SOURCE TEXT:

Appendix A: Model Changes for the 2023 Stress Test

Each year, the Federal Reserve refines both the substance and process of the stress test, including its development and enhancement of independent supervisory models. The supervisory stress test models may be enhanced to reflect advances in modeling techniques; enhancements in response to model validation findings; incorporation of richer and more detailed data; and identification of more stable models or models with improved performance, particularly under stressful economic conditions. Each year, the Federal Reserve also makes relatively minor refinements, if necessary, to models that may include re-estimation with new data, re-specification based on performance testing, and other refinements to the code used to produce supervisory projections.

For the 2023 stress test, the Federal Reserve made four notable updates to the supervisory models:115

  • The international other consumer, international small-business, international first mortgage, and international home equity portfolios, which are components of the other retail loans model, will be assigned loss rates associated with a percentile of the historical loss distribution. Under the supervisory severely adverse scenario, this percentile is related to the frequency of severe recessions.

TASKS TO COMPLETE:
1. Answer these questions using the appendix on model changes:
(a) What kind of models does the Federal Reserve develop and enhance as part of refining the stress test?
(b) Which four portfolios are named as components of the other retail loans model?
(c) Under the supervisory severely adverse scenario, what is the percentile related to?
2. For each statement, decide whether it agrees with the appendix on model changes. Answer yes or no, and quote the words of the appendix that settle it.
(a) The relatively minor refinements the Federal Reserve makes may include re-estimating models with new data.
(b) The international first mortgage portfolio is a component of the other retail loans model.
(c) The portfolios listed will be assigned loss rates based on the average of the historical loss distribution.
3. Write out the part of the appendix on model changes between "Appendix A: Model" and "produce supervisory projections.", inclusive.

RECORD SET:
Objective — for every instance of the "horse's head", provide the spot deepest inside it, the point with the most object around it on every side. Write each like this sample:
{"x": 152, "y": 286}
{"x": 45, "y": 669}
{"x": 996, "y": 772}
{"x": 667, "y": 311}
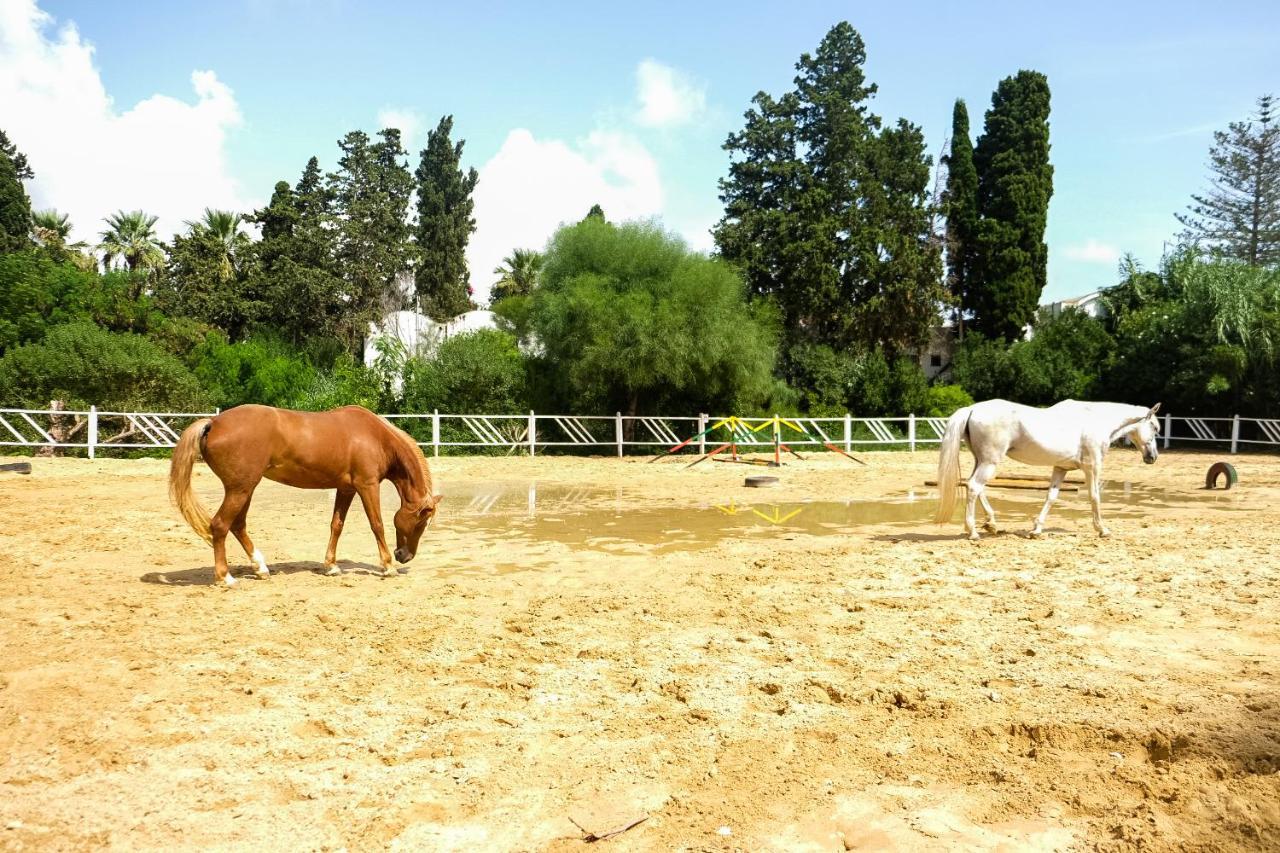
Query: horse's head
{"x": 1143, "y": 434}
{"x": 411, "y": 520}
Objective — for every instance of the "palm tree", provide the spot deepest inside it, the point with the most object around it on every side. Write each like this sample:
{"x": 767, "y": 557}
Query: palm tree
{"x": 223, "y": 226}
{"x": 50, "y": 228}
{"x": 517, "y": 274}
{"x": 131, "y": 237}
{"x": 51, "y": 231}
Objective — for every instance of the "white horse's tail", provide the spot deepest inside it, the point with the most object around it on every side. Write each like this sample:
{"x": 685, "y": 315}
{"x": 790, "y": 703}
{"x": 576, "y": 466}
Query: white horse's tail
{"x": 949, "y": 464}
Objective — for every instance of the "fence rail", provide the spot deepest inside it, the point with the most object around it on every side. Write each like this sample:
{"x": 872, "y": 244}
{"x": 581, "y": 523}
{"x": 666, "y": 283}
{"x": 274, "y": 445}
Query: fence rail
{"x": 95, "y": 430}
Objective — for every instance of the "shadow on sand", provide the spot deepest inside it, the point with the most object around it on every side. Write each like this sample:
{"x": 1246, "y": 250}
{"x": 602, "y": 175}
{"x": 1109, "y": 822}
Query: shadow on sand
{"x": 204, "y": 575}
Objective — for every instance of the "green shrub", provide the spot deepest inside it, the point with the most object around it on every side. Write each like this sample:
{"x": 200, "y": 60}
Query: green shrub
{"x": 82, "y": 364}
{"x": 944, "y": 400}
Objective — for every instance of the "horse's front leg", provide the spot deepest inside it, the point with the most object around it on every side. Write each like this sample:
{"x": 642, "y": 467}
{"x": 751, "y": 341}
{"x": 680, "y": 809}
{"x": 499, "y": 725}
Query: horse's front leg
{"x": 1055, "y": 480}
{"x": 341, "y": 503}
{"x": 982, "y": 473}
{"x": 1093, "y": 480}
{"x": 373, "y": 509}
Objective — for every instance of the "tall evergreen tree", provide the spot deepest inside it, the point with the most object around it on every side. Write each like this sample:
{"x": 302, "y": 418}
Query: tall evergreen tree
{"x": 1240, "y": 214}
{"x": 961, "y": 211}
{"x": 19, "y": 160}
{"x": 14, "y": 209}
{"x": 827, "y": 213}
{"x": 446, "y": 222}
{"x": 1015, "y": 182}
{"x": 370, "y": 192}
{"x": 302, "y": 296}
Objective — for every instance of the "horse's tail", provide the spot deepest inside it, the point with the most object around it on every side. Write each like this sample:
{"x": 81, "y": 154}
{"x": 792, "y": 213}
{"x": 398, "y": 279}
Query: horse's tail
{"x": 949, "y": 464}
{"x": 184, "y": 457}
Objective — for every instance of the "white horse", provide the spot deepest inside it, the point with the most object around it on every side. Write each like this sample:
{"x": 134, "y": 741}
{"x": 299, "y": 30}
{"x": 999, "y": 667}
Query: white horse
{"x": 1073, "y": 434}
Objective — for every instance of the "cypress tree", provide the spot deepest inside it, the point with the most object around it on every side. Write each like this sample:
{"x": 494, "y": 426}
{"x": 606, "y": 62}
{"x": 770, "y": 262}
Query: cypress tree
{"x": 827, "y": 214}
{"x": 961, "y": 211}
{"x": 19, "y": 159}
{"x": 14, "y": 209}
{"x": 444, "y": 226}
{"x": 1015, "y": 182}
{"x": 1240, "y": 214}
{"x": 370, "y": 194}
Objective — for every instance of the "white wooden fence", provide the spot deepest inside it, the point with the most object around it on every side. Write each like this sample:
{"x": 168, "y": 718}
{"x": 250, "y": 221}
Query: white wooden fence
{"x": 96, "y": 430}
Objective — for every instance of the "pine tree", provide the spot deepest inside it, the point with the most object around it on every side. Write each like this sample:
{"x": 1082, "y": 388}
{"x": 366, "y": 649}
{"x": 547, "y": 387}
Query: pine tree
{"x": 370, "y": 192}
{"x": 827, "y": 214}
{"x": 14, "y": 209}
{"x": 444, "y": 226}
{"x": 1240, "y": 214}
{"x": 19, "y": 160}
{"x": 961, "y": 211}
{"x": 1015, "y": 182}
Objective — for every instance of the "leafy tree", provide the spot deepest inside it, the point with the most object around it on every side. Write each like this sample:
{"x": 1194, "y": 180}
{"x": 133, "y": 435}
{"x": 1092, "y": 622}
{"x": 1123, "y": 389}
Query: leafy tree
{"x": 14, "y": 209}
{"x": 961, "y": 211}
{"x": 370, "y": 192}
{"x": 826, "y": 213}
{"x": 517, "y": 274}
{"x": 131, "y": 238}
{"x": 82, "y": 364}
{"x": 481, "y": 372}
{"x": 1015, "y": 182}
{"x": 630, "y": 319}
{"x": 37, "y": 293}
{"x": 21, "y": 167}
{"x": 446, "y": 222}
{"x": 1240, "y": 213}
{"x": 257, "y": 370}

...

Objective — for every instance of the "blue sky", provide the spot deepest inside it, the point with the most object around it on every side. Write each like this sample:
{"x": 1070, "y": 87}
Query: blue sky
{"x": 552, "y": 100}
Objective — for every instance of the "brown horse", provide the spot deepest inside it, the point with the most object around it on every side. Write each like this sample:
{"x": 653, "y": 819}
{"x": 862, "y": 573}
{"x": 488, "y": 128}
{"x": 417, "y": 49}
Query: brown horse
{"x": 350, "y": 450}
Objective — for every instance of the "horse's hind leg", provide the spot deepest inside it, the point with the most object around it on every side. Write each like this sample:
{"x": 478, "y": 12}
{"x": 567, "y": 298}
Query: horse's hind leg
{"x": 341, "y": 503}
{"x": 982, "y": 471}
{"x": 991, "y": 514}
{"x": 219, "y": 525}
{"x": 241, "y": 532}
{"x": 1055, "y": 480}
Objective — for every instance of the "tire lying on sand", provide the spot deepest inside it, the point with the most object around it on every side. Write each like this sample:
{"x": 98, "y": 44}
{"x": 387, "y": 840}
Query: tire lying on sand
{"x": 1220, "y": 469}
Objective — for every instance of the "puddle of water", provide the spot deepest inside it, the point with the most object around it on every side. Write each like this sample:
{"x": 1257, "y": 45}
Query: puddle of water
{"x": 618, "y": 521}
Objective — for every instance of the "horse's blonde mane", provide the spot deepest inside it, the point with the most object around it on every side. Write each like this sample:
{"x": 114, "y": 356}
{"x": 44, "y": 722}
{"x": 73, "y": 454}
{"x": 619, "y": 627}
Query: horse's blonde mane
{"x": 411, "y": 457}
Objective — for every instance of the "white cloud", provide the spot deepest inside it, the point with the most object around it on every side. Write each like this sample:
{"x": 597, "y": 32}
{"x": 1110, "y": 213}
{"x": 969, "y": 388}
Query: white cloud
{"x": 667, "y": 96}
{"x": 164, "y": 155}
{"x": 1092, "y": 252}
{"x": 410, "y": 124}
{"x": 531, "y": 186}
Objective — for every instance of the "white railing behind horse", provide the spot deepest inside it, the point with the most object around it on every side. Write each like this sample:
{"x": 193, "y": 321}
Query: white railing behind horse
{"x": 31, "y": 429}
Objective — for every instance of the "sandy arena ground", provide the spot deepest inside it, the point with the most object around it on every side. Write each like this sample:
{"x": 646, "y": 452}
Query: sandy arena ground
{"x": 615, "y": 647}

LIST OF SOLUTIONS:
1.
(a) Independent supervisory models.
(b) The international other consumer, international small-business, international first mortgage, and international home equity portfolios.
(c) The frequency of severe recessions.

2.
(a) Yes: "re-estimation with new data"
(b) Yes: "international first mortgage, and international home equity portfolios, which are components of the other retail loans model"
(c) No: "loss rates associated with a percentile of the historical loss distribution"

3.
Appendix A: Model Changes for the 2023 Stress Test

Each year, the Federal Reserve refines both the substance and process of the stress test, including its development and enhancement of independent supervisory models. The supervisory stress test models may be enhanced to reflect advances in modeling techniques; enhancements in response to model validation findings; incorporation of richer and more detailed data; and identification of more stable models or models with improved performance, particularly under stressful economic conditions. Each year, the Federal Reserve also makes relatively minor refinements, if necessary, to models that may include re-estimation with new data, re-specification based on performance testing, and other refinements to the code used to produce supervisory projections.